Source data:
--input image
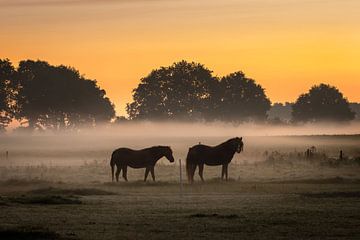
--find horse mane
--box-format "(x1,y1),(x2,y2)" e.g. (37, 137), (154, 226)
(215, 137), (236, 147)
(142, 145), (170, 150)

* * *

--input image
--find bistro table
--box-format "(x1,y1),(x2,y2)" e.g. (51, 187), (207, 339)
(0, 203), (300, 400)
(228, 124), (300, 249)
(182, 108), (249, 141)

THE REQUEST ▸ Filter the source data to keep only the lines that contain the string "format", and copy each one. Case counts.

OUTPUT ▸
--box-format "(x1,y1),(x2,y2)" e.g. (37, 137), (154, 226)
--box-format "(x1,y1),(x2,y2)" e.g. (51, 187), (207, 339)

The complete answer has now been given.